%%
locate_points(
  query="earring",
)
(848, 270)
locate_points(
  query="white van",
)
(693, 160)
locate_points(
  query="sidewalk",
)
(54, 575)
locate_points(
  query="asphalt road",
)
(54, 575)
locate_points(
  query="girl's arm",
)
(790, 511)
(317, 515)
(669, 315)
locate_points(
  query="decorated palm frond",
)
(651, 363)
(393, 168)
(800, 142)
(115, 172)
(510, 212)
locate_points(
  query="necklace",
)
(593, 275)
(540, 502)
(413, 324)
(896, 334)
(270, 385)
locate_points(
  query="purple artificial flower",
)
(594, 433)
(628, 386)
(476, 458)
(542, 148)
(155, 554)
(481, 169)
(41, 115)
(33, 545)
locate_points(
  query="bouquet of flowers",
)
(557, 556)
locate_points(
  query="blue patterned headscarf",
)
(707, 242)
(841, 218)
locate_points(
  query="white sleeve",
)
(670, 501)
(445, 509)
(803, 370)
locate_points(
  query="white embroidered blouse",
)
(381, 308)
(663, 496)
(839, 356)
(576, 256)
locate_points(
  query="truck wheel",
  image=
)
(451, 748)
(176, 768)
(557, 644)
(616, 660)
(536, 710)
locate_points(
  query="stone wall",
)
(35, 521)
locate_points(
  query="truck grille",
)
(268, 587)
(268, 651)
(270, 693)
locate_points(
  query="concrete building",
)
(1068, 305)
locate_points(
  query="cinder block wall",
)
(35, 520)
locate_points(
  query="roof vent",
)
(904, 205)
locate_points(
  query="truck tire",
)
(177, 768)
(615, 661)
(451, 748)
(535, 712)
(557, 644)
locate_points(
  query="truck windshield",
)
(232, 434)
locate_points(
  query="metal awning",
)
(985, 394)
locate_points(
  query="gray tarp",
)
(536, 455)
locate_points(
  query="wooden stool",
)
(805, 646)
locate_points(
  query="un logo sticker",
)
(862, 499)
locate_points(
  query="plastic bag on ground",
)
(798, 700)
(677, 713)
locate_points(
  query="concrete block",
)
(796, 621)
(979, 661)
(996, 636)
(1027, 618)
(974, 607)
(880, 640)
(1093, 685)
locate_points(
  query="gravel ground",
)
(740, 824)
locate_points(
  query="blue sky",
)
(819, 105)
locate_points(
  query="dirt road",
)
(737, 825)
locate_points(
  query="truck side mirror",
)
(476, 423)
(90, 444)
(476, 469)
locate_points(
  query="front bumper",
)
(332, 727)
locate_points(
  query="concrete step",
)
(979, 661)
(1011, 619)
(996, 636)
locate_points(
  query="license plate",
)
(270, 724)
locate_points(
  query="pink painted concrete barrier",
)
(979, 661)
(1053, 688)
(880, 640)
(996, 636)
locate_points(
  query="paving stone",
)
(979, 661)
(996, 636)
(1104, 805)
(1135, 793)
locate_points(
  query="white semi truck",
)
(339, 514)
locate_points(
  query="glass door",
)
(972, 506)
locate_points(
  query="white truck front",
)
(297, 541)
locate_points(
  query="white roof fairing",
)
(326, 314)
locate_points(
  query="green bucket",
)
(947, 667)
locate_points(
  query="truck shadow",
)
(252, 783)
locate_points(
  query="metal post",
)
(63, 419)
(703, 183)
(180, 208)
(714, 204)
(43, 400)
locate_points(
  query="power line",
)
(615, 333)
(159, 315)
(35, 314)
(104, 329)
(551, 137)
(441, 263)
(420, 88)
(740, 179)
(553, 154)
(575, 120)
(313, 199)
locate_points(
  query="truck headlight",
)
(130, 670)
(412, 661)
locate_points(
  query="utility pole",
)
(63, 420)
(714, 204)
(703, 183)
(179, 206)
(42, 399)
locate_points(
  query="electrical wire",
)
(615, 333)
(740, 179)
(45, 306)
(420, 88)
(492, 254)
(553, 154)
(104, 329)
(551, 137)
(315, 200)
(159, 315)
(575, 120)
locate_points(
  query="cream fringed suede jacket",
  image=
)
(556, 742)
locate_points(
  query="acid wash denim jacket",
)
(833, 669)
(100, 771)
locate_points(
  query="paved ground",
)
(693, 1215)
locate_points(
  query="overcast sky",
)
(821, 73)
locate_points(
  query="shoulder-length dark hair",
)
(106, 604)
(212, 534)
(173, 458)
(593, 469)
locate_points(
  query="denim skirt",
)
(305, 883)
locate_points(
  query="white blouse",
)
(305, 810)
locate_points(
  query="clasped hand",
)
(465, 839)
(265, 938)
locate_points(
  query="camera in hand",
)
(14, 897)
%%
● **WHAT YOU ARE ASKED TO DO**: Copy the data word for word.

● **SOLVED PROBLEM**:
locate_points(
  query="earring",
)
(848, 270)
locate_points(
  query="white van",
)
(693, 160)
locate_points(
  query="sidewalk",
)
(54, 575)
locate_points(
  query="asphalt road",
)
(54, 575)
locate_points(
  query="girl's arm",
)
(790, 511)
(317, 515)
(669, 315)
locate_points(
  query="decorated palm frond",
)
(651, 363)
(393, 168)
(800, 142)
(115, 172)
(510, 212)
locate_points(
  query="necklace",
)
(593, 275)
(540, 502)
(413, 324)
(896, 334)
(270, 385)
locate_points(
  query="purple artificial flower",
)
(594, 433)
(628, 386)
(476, 458)
(542, 148)
(155, 554)
(481, 169)
(41, 115)
(33, 545)
locate_points(
  query="bouquet of flowers",
)
(557, 556)
locate_points(
  query="blue patterned headscarf",
)
(707, 242)
(841, 218)
locate_points(
  query="white sleeve",
)
(670, 501)
(445, 509)
(803, 370)
locate_points(
  query="white embroidered blouse",
)
(381, 308)
(663, 496)
(839, 356)
(576, 256)
locate_points(
  query="truck wheel",
  image=
)
(451, 748)
(176, 768)
(557, 644)
(616, 660)
(536, 710)
locate_points(
  query="stone wall",
)
(35, 521)
locate_points(
  query="truck grille",
)
(268, 587)
(268, 651)
(270, 693)
locate_points(
  query="concrete building",
)
(1068, 305)
locate_points(
  query="cinder block wall",
)
(35, 520)
locate_points(
  query="roof vent",
)
(904, 205)
locate_points(
  query="truck tire",
)
(177, 768)
(615, 661)
(451, 748)
(535, 712)
(557, 644)
locate_points(
  query="truck windshield",
)
(232, 434)
locate_points(
  query="metal awning",
)
(985, 394)
locate_points(
  query="gray tarp",
)
(536, 455)
locate_points(
  query="wooden stool",
)
(805, 646)
locate_points(
  query="un logo sticker",
)
(862, 499)
locate_points(
  query="plastic bag on ground",
)
(798, 700)
(677, 713)
locate_points(
  query="concrete block",
)
(796, 621)
(979, 661)
(996, 636)
(1027, 618)
(974, 607)
(880, 640)
(1093, 685)
locate_points(
  query="gravel ground",
)
(740, 824)
locate_points(
  query="blue sky",
)
(819, 105)
locate_points(
  query="dirt road",
)
(737, 825)
locate_points(
  query="truck side mirror",
)
(476, 423)
(90, 444)
(476, 469)
locate_points(
  query="front bumper",
)
(332, 727)
locate_points(
  query="concrete step",
)
(979, 661)
(1011, 619)
(996, 636)
locate_points(
  query="license plate",
)
(270, 724)
locate_points(
  query="pink painted concrete barrier",
)
(979, 661)
(1053, 688)
(880, 640)
(996, 636)
locate_points(
  query="paving stone",
)
(979, 661)
(996, 636)
(1104, 805)
(1135, 793)
locate_points(
  query="white semi truck",
)
(339, 514)
locate_points(
  query="glass door",
)
(972, 506)
locate_points(
  query="white truck front",
)
(297, 541)
locate_points(
  query="white roof fairing",
)
(326, 314)
locate_points(
  query="green bucket",
)
(947, 667)
locate_points(
  query="truck shadow",
)
(252, 783)
locate_points(
  query="metal post",
)
(63, 419)
(703, 183)
(180, 208)
(714, 204)
(43, 400)
locate_points(
  query="power line",
)
(615, 333)
(159, 315)
(35, 314)
(104, 329)
(551, 137)
(441, 263)
(420, 88)
(740, 179)
(553, 154)
(575, 120)
(313, 199)
locate_points(
  query="truck headlight",
)
(130, 670)
(412, 661)
locate_points(
  query="utility pole",
)
(63, 420)
(714, 204)
(703, 183)
(179, 206)
(42, 399)
locate_points(
  query="electrical wire",
)
(615, 333)
(740, 179)
(45, 306)
(420, 88)
(492, 254)
(553, 154)
(104, 329)
(551, 137)
(315, 200)
(159, 315)
(575, 120)
locate_points(
  query="cream fringed suede jacket",
  image=
)
(556, 742)
locate_points(
  query="acid wash denim jacket",
)
(833, 669)
(100, 771)
locate_points(
  query="paved ground",
)
(693, 1215)
locate_points(
  query="overcast sky",
)
(821, 73)
locate_points(
  query="shoulder-length dark hair",
)
(106, 604)
(212, 534)
(173, 458)
(593, 469)
locate_points(
  query="denim skirt",
)
(305, 883)
locate_points(
  query="white blouse",
)
(305, 810)
locate_points(
  query="clasped hand",
)
(465, 839)
(265, 938)
locate_points(
  query="camera in hand",
)
(14, 897)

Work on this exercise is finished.